# REQUEST:
Please quote the passage about restarting a personal web application word for word, between "There are many" and "done in symfony.", inclusive.

# PASSAGE:
-=-=-

There are many personal projects like web application which i want o build.

As an example 4 years ago

  1. I was working in joomla and i started my web application also in joomla on shared hoisting

  2. Then i chnaged my job where i need to build site in Symfony. After few months i thought symfony is better and then it started by application to be done in symfony.

  3. I was in midway and then my company got project in python django on own server. After working on django i thought that to be cool idea because after working on django for few months i forgot about symfony stuff. i got new VPS and started web application there.

  4. Then i chnaged my job where there were big teams and proper procedure for django applications . what i did was very bad as compared to new companies. so thought to redo that way

5.At that time i reached 70% doing that way. Then my contract finished and i joined new company where there were proper coding standards, design patterns and TDD. so i again started it from scratch to be like that.

-=-=-

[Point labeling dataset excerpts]
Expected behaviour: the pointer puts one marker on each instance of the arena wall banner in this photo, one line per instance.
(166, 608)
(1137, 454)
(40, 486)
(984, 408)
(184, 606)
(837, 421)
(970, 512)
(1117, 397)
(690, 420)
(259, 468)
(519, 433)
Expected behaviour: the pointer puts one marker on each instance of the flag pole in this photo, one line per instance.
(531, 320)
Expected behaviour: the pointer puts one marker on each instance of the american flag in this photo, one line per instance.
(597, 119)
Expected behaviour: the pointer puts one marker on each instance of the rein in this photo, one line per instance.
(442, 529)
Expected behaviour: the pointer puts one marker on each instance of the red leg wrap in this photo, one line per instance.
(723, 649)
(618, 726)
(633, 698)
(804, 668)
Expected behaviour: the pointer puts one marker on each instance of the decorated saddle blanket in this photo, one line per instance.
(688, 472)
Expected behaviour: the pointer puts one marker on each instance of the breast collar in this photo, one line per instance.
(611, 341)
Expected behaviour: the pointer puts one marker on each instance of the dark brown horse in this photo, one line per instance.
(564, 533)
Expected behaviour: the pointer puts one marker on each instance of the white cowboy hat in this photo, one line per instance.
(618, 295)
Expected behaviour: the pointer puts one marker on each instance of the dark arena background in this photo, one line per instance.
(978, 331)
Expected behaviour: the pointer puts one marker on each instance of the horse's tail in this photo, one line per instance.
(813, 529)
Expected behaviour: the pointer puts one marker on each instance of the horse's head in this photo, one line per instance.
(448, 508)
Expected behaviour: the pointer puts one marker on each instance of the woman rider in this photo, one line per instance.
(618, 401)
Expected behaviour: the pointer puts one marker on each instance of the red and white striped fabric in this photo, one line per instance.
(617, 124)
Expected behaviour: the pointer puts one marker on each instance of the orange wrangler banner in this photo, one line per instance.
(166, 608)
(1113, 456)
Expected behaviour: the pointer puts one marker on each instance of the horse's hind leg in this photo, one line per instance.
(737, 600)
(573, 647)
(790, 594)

-=-=-

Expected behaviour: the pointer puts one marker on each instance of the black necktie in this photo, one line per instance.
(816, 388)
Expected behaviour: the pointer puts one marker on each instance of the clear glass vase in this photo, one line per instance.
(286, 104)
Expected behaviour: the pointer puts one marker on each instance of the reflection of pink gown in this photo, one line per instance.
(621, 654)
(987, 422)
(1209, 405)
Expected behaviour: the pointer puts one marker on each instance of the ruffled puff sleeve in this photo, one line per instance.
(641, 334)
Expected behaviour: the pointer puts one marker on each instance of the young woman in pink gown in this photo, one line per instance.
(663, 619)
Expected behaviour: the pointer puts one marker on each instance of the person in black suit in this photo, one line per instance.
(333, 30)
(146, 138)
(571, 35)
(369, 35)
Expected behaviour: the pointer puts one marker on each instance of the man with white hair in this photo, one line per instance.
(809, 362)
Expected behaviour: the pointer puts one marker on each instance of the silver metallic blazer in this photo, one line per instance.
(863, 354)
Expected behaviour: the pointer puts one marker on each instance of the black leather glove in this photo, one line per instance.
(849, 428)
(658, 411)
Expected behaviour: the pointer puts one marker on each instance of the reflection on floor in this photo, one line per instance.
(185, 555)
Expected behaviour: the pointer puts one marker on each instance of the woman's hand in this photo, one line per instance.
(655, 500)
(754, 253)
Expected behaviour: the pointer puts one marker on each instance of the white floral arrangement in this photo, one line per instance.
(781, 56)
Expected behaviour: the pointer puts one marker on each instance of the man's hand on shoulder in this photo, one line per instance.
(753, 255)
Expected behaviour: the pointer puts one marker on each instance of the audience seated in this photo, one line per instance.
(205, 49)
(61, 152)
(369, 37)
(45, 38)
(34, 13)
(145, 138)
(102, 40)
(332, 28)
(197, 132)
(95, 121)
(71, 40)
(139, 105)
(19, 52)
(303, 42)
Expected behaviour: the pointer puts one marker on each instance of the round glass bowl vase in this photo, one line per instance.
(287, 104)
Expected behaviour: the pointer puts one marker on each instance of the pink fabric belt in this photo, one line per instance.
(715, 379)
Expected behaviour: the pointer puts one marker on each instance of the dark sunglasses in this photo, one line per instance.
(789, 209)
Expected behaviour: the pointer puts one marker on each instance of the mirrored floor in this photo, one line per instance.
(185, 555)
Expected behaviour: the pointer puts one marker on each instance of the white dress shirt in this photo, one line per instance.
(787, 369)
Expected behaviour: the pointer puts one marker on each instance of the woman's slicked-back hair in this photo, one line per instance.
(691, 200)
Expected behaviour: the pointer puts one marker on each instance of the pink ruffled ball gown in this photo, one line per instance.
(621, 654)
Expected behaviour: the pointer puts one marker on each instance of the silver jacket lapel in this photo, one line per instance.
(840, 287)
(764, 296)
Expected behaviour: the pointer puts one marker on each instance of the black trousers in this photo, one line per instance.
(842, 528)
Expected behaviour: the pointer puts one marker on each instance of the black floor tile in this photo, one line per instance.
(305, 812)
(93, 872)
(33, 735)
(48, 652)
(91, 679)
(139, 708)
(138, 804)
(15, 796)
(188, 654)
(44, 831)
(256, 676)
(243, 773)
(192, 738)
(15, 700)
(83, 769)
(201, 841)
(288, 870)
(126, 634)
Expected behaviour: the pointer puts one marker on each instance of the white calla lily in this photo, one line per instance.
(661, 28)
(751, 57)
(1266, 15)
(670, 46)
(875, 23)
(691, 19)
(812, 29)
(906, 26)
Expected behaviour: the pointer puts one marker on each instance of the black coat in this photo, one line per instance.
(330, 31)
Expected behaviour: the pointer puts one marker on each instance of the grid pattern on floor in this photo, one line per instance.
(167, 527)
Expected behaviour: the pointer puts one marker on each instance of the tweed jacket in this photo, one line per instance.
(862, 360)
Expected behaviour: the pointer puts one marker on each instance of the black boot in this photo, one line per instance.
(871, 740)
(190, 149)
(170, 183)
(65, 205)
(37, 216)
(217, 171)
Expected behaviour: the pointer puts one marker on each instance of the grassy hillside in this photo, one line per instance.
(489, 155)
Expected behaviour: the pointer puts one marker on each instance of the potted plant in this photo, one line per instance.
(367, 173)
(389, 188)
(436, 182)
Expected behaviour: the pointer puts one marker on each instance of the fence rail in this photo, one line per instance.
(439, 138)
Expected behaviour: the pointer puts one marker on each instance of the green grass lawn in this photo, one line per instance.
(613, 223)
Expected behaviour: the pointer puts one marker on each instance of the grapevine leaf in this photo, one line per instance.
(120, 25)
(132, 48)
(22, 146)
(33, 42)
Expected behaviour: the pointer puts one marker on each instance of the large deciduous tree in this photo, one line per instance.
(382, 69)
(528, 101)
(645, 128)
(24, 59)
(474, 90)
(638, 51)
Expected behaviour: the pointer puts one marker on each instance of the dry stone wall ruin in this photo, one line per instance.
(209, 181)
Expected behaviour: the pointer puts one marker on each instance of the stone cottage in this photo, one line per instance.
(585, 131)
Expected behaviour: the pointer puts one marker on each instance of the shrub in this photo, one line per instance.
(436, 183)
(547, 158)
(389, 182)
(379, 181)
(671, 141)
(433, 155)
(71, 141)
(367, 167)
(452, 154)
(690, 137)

-=-=-

# THE REPLY:
There are many personal projects like web application which i want o build.

As an example 4 years ago

  1. I was working in joomla and i started my web application also in joomla on shared hoisting

  2. Then i chnaged my job where i need to build site in Symfony. After few months i thought symfony is better and then it started by application to be done in symfony.